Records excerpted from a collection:

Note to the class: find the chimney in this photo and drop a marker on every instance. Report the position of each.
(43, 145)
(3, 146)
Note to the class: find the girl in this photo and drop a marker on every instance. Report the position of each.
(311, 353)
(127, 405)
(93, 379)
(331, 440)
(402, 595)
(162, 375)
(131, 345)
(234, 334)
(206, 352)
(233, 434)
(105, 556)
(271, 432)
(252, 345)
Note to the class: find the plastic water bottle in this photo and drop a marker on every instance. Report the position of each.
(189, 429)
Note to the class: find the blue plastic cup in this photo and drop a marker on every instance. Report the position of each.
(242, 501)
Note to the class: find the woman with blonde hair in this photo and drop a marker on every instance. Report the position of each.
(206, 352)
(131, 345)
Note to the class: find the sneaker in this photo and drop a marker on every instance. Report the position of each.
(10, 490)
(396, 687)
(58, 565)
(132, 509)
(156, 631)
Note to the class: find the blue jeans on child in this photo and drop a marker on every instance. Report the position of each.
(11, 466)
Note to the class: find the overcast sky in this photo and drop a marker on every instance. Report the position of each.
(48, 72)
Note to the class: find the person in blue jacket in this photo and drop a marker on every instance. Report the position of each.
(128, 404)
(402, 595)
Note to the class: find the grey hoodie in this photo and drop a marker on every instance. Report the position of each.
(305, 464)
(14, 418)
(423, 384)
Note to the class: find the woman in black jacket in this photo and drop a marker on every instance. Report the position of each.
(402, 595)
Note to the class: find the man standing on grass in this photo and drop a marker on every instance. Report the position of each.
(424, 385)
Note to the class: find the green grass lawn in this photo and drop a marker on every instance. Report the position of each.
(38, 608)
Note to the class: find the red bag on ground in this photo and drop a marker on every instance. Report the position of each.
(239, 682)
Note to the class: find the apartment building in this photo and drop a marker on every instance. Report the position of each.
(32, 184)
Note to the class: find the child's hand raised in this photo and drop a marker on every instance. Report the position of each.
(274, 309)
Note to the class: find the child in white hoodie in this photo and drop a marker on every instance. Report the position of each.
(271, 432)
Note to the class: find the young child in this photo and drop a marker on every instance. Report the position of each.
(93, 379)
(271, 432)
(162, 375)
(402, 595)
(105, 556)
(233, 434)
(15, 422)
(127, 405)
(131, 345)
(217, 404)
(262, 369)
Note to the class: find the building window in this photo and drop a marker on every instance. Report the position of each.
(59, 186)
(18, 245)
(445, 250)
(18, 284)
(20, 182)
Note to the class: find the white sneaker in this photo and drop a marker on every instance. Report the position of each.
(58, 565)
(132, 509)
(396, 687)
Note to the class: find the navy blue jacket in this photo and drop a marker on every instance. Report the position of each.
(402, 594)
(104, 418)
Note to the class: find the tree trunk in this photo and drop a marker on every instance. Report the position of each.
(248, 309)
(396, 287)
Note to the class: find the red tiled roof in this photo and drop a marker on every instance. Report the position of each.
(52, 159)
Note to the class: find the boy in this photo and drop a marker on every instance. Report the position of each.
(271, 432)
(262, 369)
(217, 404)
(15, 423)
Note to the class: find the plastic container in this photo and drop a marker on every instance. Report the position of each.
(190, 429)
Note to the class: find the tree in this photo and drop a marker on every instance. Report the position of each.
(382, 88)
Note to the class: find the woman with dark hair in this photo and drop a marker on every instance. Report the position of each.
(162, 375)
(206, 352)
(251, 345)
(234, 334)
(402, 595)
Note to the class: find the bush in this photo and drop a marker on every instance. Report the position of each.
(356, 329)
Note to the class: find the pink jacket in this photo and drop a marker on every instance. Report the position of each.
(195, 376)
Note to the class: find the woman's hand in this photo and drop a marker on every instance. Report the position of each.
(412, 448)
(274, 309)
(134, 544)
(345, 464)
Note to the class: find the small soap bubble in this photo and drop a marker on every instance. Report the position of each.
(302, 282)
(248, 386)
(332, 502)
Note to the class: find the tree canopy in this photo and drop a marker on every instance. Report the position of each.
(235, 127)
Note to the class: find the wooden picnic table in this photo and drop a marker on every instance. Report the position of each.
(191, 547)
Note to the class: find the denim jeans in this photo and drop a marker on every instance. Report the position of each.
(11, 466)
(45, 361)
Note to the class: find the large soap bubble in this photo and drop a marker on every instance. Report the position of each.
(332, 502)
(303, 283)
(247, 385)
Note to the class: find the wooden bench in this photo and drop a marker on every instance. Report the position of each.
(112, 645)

REQUIREMENTS: Echo the records word for word, beginning with the line that contains "Note to the class: find the denim" and continuing through the final line of the records.

COMPLETE OUTPUT:
Note to the class: find the denim jeans in this photo and drop a marker on every instance. Report the position of each.
(11, 466)
(45, 361)
Note to the class: find the large soap bubble in this photo and drop a marker on every instance. Report the position of each.
(332, 502)
(303, 283)
(247, 385)
Note to the class: find the wooden bench in this photo and drop a marker on every instance. Report the position of each.
(112, 645)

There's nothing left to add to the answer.